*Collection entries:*
◇ ◇ ◇ ◇ ◇ ◇ ◇

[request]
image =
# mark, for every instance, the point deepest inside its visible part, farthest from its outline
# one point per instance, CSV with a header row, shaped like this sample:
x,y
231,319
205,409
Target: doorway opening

◇ ◇ ◇ ◇ ◇ ◇ ◇

*GOAL OF THE EXERCISE:* Please write out the records from above, keeping every line exact.

*SOLUTION TO THIS TASK:*
[request]
image =
# mark, for every instance, the point deepest inside its visible part, farthest from its outline
# one point per instance, CSV with a header row, shaped like this sample:
x,y
231,319
205,409
Target: doorway opening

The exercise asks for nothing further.